# Task requirements
**1.** Read the article about a brain-monitoring alarm clock and decide whether each statement agrees with it. For each, answer yes or no and quote the deciding words of the text.
(a) Humans spend about half of their lives asleep.
(b) The alarm clock was detailed by researchers in India.
(c) The user sets the alarm's time window in advance.
**2.** Using the article about a brain-monitoring alarm clock, answer each question on its own line, marked as the questions are.
(a) What news source is named in parentheses at the start of the article?
(b) What institution is the lead author with?
(c) Which two kinds of function does the article say need sufficient sleep?
**3.** Continue the article about the brain-monitoring alarm clock, starting after its final sentence.

# Text shown

►

Your Brain's Alarm Clock

Brain activity monitoring alarm could be the answer to refreshing sleep

(RxWiki News) Most people know the feeling; when the alarm clock goes off in the morning, you somehow feel tired even though you went to bed at a reasonable hour and feel like you got enough sleep.

But the stage of sleep that when are in when we are forcibly awakened has a lot to do with how refreshed we feel in the morning.

Humans spend about one-third of their lives asleep, and it's a vital function for growth and rejuvenation of all biological systems. Sufficient sleep is also necessary for normal motor and cognitive functions.

Waking naturally is optimum for uninterrupted sleep cycles, but for many people the use of an alarm clock is necessary - which is where the problems come in.

"Sleep management is important, buy an alarm clock."

Researchers in India think they've found the answer. They have detailed a scientifically-based alarm clock that would actually monitor brain activity and trigger its alarm during a time window that you've set in advance - but only at the point when your brain is in a lighter-sleep state and more easily roused, rather than in a deep sleep stage.

Lead author Jemina Asnoth Sylvia of Jerusalem College of Engineering says that such an alarm clock will allow the user to wake up feeling much more refreshed than with a traditional alarm clock, that would go off no matter the level of sleep stage at the time.

◄

# Extracted material
►

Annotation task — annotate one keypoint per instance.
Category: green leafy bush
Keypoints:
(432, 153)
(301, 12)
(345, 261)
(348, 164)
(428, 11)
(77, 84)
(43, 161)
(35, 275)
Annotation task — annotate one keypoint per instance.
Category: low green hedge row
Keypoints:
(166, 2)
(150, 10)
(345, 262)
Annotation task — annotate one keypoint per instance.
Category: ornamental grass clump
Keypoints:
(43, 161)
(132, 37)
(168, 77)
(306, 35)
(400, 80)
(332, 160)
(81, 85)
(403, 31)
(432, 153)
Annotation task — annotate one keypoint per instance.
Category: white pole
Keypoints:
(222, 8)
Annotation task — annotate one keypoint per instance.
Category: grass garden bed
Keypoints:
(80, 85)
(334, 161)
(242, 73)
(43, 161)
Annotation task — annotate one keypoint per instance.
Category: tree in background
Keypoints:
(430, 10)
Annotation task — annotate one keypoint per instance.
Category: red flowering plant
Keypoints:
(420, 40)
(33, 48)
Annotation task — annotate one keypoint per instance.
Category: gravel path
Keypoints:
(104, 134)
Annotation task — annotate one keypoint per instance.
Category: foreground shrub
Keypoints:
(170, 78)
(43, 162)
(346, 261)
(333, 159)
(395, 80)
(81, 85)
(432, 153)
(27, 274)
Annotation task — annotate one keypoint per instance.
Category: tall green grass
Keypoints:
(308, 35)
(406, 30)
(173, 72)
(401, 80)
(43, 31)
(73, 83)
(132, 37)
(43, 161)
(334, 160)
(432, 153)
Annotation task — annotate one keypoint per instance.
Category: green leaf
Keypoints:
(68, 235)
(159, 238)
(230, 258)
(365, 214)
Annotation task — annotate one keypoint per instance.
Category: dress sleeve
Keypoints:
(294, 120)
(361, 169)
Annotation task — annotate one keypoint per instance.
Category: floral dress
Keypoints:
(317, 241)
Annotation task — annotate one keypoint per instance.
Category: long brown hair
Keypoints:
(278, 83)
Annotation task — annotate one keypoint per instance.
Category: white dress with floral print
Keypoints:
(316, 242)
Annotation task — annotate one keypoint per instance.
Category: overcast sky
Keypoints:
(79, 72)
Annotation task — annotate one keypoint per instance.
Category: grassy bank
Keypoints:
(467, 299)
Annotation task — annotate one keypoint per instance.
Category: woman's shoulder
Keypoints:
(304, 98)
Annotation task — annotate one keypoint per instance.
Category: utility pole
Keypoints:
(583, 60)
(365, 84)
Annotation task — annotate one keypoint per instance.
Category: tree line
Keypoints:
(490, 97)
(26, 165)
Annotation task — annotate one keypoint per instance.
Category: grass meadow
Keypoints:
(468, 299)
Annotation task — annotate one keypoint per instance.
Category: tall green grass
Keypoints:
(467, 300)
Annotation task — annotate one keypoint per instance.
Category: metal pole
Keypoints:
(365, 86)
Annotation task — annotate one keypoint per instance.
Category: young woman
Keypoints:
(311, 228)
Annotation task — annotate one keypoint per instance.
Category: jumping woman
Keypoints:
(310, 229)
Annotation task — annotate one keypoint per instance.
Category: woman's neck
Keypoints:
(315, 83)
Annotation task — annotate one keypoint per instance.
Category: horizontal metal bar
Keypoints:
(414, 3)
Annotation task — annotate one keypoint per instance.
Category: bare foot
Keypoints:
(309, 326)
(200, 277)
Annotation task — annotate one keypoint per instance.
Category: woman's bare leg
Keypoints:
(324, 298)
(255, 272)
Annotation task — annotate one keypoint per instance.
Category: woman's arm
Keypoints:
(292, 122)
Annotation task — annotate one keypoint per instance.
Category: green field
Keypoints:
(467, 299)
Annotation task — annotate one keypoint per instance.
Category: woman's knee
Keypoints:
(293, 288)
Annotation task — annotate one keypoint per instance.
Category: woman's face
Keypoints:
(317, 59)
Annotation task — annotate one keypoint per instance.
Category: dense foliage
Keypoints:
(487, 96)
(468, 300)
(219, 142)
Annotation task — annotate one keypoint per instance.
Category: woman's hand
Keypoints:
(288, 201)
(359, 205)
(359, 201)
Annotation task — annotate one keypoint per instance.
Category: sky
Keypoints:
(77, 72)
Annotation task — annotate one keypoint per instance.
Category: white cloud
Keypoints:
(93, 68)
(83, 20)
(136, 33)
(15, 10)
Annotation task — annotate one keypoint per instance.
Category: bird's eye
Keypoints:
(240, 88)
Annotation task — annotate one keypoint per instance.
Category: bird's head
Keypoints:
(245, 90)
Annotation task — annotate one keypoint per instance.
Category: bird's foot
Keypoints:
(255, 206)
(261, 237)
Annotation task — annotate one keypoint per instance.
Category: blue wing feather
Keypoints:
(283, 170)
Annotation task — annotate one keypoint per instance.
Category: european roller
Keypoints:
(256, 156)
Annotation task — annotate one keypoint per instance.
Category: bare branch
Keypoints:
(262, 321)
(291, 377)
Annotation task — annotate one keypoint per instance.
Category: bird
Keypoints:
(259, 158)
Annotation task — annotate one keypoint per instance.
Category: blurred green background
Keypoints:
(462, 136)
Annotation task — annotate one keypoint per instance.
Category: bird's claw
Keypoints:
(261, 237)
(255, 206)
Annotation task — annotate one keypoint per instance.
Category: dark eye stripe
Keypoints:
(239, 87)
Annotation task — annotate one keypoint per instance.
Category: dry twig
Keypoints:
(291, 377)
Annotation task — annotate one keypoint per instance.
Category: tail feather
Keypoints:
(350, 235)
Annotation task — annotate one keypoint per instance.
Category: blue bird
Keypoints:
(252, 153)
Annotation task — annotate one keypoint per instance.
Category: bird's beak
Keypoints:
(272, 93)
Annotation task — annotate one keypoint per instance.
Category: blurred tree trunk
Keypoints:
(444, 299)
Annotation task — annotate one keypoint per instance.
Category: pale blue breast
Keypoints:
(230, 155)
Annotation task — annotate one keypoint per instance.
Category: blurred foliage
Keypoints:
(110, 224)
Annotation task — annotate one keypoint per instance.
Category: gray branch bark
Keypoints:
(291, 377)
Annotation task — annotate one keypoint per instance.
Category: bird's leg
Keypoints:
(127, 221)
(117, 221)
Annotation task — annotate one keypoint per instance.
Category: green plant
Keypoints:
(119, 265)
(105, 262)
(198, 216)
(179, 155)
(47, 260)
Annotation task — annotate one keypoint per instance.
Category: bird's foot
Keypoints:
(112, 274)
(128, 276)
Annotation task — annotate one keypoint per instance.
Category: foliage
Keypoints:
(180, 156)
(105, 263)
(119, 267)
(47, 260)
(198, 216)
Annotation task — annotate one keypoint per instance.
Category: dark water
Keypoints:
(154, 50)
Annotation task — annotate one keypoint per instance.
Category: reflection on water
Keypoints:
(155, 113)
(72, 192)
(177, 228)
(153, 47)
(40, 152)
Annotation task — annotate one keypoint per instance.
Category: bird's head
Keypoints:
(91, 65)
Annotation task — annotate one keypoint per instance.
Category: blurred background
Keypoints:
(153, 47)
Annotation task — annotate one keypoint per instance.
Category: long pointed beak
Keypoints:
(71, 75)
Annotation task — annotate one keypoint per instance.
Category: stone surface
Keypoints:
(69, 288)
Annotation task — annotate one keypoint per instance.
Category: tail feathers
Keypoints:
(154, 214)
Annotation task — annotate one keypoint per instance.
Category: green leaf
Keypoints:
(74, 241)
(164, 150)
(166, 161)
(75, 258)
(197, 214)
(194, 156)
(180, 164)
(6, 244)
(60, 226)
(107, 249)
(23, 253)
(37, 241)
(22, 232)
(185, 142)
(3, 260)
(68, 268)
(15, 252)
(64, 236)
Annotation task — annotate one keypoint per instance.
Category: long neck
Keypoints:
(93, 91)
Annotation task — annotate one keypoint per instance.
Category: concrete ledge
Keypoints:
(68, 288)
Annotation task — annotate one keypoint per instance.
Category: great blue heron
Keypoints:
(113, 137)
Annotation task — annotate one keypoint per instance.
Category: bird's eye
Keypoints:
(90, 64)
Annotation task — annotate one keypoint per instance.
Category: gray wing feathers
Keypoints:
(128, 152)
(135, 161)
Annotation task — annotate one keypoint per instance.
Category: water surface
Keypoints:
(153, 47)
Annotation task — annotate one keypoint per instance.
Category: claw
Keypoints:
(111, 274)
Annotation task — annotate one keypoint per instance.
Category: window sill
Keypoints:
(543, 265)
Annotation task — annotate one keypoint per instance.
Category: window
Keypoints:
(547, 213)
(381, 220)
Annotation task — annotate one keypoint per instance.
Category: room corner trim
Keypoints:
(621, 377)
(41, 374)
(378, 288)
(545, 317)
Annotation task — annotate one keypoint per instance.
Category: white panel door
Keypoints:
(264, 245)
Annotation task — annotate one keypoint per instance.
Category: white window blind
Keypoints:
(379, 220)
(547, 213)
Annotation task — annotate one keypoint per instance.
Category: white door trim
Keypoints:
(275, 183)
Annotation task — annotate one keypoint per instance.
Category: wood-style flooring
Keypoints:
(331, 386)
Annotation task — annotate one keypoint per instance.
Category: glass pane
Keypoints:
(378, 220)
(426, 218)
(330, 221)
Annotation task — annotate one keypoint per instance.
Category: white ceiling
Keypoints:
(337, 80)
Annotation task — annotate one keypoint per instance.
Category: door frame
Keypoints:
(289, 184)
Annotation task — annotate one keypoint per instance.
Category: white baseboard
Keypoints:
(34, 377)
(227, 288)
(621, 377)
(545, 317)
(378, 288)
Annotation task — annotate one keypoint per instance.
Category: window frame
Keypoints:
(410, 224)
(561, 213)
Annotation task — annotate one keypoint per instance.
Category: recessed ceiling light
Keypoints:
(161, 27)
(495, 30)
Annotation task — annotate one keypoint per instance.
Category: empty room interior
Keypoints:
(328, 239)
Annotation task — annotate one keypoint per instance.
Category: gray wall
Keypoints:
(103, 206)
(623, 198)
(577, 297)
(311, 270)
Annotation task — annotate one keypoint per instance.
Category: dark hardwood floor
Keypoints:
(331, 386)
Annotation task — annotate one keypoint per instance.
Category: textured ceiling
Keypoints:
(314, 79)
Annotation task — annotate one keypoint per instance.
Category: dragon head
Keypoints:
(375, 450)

◄

# Exercise responses
**1.**
(a) No: "Humans spend about one-third of their lives asleep"
(b) Yes: "Researchers in India think they've found the answer. They have detailed a scientifically-based alarm clock"
(c) Yes: "trigger its alarm during a time window that you've set in advance"

**2.**
(a) RxWiki News
(b) Jerusalem College of Engineering
(c) Motor and cognitive functions

**3.**
Sylvia and her team point out that sleep usually involves 90-minute cycles of brain activity; during each cycle, there are periods when the brain is more arousal. Being woken during those times will make a person feel more refreshed than being woken during the deeper part of the sleep cycle.

The brain-monitoring alarm clock would require putting EEG scalp electrodes on the head during sleep, which would hook up to a modified alarm clock. Beyond the experimental stage, the researchers propose a headband worn while sleeping, that contains wireless electrodes which would transmit to the clock.

In tests, the alarm time was set and a monitoring process of 90 seconds around that time began. Using brain activity, the clock monitored the sleep activity cycle during the 90 second period.

If a sleeper was in stage one or two, the alarm would sound to wake him or her. If the sleeper was in deeper stage three or four, the alarm would automatically snooze until a lighter stage of sleep was reached.

Findings were published in the Journal of Biomedical Engineering and Technology in October 2011.